**SOURCE TEXT**
----
To achieve a deeper understanding of editorial priorities and thematic preferences among individual media platforms, we conducted a detailed analysis of how frequently the top 20 identified keywords appear in each platform’s publications. This analysis reveals distinct editorial strategies, varying focuses on domestic and international topics, and potential audience targeting differences across media outlets.
Table 3 presents the distribution of the top 20 words in publications of Bulgaria ON AIR from April 2024 to March 2025.
The keyword distribution in the content of Bulgaria ON AIR indicates a strong editorial interest in both domestic and international themes, with a clear balance between local relevance and global reporting. The dominant presence of “Bulgaria” (7866) and “Sofia” (4026) confirms consistent attention to national and urban issues, likely reflecting daily political, social, and infrastructural developments. Additionally, “Government” (2760) and “Elections” (2790) highlight the channel’s sustained focus on political processes and institutional coverage. Among international topics, terms like “USA” (2896), “Ukraine” (2666), “Russia” (2290), and “Europe” (2089) appear frequently, reflecting global political tensions and regional diplomacy, likely driven by ongoing conflicts and EU affairs. This suggests a relatively even distribution of coverage between Western and Eastern geopolitical interests. Notably, words associated with Middle Eastern conflicts—such as “Israel”, “Gaza”, “Iran”, and “Turkey”—also maintain a significant presence, pointing to a comprehensive international news agenda. Coverage of “Paris” (670) and “France” (851) may be related to high-profile global events like the 2024 Olympics or EU developments. In summary, Bulgaria ON AIR demonstrates a content strategy that intertwines domestic political reporting with timely international developments, positioning itself as a news source with both local grounding and global awareness.
Table 4 presents the distribution of the top 20 words in publications of Bloomberg from April 2024 to March 2025.
----
**RECORDS PROVIDED**
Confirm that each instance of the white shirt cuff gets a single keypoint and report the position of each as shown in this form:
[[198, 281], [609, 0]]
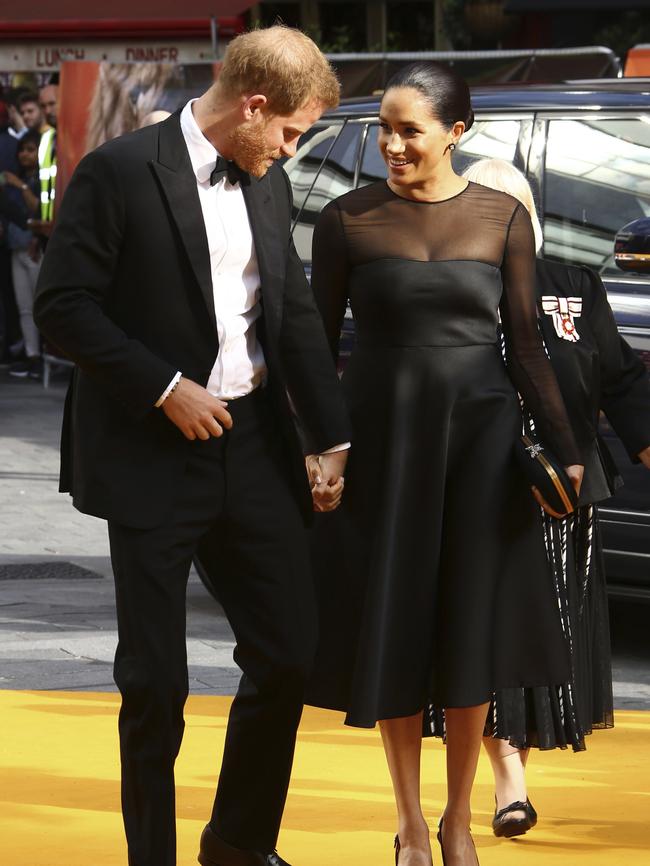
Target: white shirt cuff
[[343, 447], [165, 394]]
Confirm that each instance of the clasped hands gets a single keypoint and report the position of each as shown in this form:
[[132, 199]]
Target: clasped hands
[[326, 480], [199, 415]]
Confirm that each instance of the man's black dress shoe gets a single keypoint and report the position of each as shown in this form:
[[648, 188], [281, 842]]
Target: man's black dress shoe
[[215, 852]]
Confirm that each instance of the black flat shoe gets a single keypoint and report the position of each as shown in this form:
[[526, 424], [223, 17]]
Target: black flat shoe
[[442, 850], [509, 827], [215, 852]]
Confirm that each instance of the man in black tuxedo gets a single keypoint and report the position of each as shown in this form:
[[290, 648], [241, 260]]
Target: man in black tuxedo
[[172, 281]]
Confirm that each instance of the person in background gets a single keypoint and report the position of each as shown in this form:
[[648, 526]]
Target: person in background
[[30, 112], [9, 330], [48, 102], [597, 371], [16, 127], [18, 204]]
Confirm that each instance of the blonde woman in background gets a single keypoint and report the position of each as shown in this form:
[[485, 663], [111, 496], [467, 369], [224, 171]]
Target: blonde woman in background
[[126, 95], [597, 371]]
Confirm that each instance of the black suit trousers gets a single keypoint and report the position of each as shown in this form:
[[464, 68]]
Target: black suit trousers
[[235, 508]]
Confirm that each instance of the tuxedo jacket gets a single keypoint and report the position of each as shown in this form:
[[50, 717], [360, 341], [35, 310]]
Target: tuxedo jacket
[[125, 290], [596, 368]]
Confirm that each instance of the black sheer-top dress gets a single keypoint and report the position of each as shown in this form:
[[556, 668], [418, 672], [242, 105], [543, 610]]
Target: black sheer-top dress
[[432, 575]]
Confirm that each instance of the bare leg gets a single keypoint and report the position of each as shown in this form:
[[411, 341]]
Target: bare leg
[[508, 766], [464, 731], [402, 740]]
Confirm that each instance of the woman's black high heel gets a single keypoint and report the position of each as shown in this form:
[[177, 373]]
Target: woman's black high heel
[[398, 848], [442, 850], [509, 827]]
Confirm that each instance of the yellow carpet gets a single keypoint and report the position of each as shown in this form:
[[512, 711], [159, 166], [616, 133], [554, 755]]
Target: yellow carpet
[[59, 790]]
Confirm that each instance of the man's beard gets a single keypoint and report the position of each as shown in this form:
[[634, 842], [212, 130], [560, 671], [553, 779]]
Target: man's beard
[[250, 150]]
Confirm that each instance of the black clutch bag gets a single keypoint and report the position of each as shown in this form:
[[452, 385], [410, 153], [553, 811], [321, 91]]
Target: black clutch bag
[[545, 472]]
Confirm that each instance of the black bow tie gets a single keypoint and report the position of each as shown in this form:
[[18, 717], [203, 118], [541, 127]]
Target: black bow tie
[[225, 168]]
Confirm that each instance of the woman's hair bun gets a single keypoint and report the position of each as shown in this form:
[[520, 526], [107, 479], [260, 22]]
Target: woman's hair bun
[[444, 90]]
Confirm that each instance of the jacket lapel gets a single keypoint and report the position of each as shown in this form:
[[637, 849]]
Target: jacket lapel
[[268, 247], [178, 184]]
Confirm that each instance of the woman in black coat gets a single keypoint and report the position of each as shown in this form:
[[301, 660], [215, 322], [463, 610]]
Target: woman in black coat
[[597, 371]]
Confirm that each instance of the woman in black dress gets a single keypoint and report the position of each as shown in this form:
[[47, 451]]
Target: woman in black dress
[[434, 575], [597, 371]]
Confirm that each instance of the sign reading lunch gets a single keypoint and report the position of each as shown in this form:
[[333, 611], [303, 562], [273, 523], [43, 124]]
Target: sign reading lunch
[[48, 57]]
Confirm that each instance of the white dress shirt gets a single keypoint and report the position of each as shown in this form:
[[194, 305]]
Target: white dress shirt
[[240, 366]]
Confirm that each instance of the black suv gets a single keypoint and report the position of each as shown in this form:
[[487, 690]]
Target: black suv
[[585, 148]]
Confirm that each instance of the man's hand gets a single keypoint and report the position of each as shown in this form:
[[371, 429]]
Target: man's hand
[[575, 473], [326, 480], [196, 413]]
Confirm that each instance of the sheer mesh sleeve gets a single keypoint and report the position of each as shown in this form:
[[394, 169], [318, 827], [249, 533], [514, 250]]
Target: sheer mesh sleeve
[[330, 270], [529, 366]]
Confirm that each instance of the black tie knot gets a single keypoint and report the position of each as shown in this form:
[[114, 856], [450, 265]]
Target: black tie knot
[[225, 168]]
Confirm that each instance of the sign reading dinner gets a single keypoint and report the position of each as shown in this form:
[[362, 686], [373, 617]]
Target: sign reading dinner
[[49, 57]]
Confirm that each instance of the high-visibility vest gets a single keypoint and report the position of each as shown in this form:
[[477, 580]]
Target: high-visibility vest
[[47, 173]]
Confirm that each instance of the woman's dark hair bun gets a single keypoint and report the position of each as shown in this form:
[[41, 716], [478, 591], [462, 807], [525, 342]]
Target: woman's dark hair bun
[[445, 91]]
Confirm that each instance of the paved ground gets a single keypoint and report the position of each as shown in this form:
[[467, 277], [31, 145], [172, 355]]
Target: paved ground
[[57, 630]]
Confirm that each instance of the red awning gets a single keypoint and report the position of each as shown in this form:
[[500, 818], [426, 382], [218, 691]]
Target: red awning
[[82, 10]]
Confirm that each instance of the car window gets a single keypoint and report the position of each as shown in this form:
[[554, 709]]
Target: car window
[[486, 138], [302, 168], [323, 170], [597, 179]]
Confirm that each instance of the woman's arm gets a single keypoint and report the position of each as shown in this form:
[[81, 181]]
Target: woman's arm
[[529, 366]]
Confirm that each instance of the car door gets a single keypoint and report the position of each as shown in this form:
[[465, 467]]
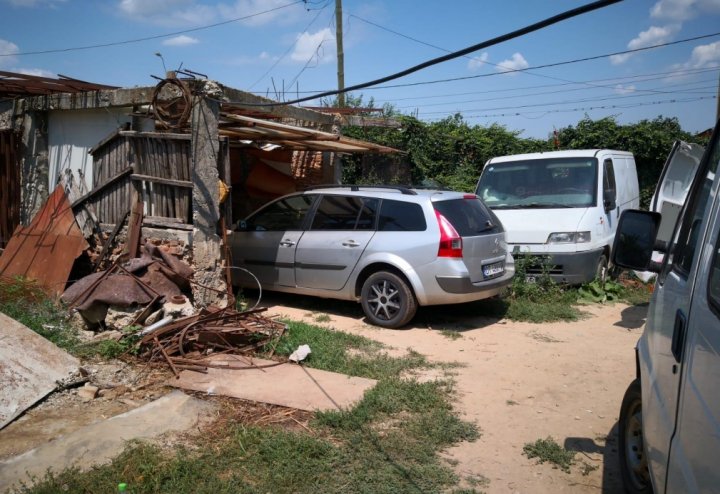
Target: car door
[[695, 446], [340, 230], [266, 242], [661, 347]]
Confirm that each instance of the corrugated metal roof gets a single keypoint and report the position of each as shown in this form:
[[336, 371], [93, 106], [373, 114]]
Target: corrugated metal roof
[[13, 84]]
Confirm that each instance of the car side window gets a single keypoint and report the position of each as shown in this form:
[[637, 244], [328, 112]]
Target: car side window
[[345, 213], [686, 244], [286, 214], [399, 216]]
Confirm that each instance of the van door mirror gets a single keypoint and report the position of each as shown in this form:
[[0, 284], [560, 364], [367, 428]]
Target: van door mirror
[[609, 198], [635, 240]]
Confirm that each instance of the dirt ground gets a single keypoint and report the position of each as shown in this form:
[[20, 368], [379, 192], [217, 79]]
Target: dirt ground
[[518, 382]]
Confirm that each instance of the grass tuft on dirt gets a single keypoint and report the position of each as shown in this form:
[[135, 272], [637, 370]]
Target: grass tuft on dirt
[[388, 443]]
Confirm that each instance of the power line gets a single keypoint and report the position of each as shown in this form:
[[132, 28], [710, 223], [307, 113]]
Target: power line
[[499, 39], [634, 78], [542, 93], [588, 108], [553, 103], [148, 38]]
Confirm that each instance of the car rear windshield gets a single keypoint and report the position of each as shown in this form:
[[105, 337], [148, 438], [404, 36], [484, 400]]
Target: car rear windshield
[[470, 217]]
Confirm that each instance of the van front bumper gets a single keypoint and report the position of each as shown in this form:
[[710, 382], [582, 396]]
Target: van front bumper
[[573, 268]]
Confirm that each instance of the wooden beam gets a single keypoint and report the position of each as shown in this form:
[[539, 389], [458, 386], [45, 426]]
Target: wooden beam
[[159, 180]]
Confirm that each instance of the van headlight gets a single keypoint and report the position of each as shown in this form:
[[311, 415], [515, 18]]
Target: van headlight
[[569, 238]]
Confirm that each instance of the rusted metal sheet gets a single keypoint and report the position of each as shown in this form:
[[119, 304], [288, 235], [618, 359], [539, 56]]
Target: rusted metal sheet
[[46, 249], [9, 185], [30, 367]]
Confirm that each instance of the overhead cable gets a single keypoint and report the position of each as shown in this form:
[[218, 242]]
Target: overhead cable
[[499, 39], [148, 38]]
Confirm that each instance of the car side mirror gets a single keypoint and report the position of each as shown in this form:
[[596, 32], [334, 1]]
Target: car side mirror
[[609, 198], [635, 240]]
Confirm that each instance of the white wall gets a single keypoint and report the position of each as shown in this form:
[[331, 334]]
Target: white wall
[[72, 133]]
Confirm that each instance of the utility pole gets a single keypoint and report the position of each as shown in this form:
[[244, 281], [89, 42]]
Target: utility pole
[[340, 52]]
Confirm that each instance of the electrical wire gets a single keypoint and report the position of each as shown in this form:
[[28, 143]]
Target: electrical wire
[[429, 63], [603, 107], [149, 38]]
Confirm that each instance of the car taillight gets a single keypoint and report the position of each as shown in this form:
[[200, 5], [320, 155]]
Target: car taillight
[[450, 241]]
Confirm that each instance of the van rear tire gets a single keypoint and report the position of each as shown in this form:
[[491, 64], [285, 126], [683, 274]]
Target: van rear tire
[[631, 448]]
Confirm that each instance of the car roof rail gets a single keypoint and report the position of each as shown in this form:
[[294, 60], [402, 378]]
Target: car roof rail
[[355, 187]]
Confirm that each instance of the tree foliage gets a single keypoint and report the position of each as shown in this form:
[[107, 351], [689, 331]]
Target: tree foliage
[[451, 153]]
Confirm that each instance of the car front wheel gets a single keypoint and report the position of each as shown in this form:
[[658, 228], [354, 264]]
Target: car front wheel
[[633, 460], [387, 300]]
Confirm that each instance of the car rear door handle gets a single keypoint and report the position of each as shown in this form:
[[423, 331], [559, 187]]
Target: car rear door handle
[[679, 335]]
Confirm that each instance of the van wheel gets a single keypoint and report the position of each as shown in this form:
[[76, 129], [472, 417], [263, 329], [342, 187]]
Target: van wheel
[[633, 460], [387, 300], [601, 272]]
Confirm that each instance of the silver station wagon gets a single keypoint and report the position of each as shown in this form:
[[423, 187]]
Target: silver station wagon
[[389, 248]]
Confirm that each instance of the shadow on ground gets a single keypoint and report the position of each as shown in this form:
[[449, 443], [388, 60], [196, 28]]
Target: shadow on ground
[[587, 447], [456, 317]]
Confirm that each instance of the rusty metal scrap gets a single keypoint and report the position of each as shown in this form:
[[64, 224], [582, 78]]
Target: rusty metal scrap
[[186, 343]]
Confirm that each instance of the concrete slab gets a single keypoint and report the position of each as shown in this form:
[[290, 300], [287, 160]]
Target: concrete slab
[[102, 441], [29, 367], [289, 385]]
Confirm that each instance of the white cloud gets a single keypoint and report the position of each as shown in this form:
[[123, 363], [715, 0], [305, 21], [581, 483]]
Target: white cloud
[[320, 44], [8, 48], [181, 40], [620, 89], [516, 62], [477, 62], [682, 10], [653, 36]]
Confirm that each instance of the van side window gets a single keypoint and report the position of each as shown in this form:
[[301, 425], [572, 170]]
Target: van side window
[[608, 176], [683, 252]]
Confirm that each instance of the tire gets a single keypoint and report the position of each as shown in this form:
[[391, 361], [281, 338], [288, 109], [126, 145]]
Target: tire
[[601, 271], [633, 460], [387, 300]]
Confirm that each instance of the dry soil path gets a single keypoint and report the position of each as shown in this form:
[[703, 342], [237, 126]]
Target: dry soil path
[[518, 382]]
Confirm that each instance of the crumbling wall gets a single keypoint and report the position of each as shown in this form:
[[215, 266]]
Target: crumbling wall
[[35, 164]]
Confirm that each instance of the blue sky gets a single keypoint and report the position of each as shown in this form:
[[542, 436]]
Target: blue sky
[[289, 51]]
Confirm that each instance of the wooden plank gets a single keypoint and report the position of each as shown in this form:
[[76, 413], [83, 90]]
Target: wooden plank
[[165, 181], [101, 187]]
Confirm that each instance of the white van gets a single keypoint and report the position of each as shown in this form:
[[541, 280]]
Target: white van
[[669, 425], [562, 204]]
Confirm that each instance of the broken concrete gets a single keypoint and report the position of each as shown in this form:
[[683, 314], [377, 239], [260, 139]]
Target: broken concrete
[[102, 441], [30, 367], [288, 385]]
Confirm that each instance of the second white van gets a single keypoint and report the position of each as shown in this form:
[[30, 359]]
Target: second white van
[[562, 206]]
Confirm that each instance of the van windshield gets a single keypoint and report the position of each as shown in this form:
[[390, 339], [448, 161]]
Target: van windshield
[[540, 183]]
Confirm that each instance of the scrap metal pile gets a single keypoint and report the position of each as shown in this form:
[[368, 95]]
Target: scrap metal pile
[[187, 343]]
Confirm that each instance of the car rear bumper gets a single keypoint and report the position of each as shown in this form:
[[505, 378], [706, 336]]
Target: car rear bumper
[[460, 289]]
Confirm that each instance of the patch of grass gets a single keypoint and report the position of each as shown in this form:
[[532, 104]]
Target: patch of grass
[[451, 334], [547, 450], [542, 300], [24, 301], [388, 443], [322, 318], [345, 353]]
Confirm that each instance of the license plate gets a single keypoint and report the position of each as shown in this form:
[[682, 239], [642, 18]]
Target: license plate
----
**TASKS**
(a) Reproduce the stretch of the keyword analysis from "To achieve a" through "AIR from April 2024 to March 2025.".
(b) Which words does the keyword analysis associate with Middle Eastern conflicts in Bulgaria ON AIR's coverage? List them all.

**EXERCISE RESULTS**
(a)
To achieve a deeper understanding of editorial priorities and thematic preferences among individual media platforms, we conducted a detailed analysis of how frequently the top 20 identified keywords appear in each platform’s publications. This analysis reveals distinct editorial strategies, varying focuses on domestic and international topics, and potential audience targeting differences across media outlets.
Table 3 presents the distribution of the top 20 words in publications of Bulgaria ON AIR from April 2024 to March 2025.

(b) Israel, Gaza, Iran, Turkey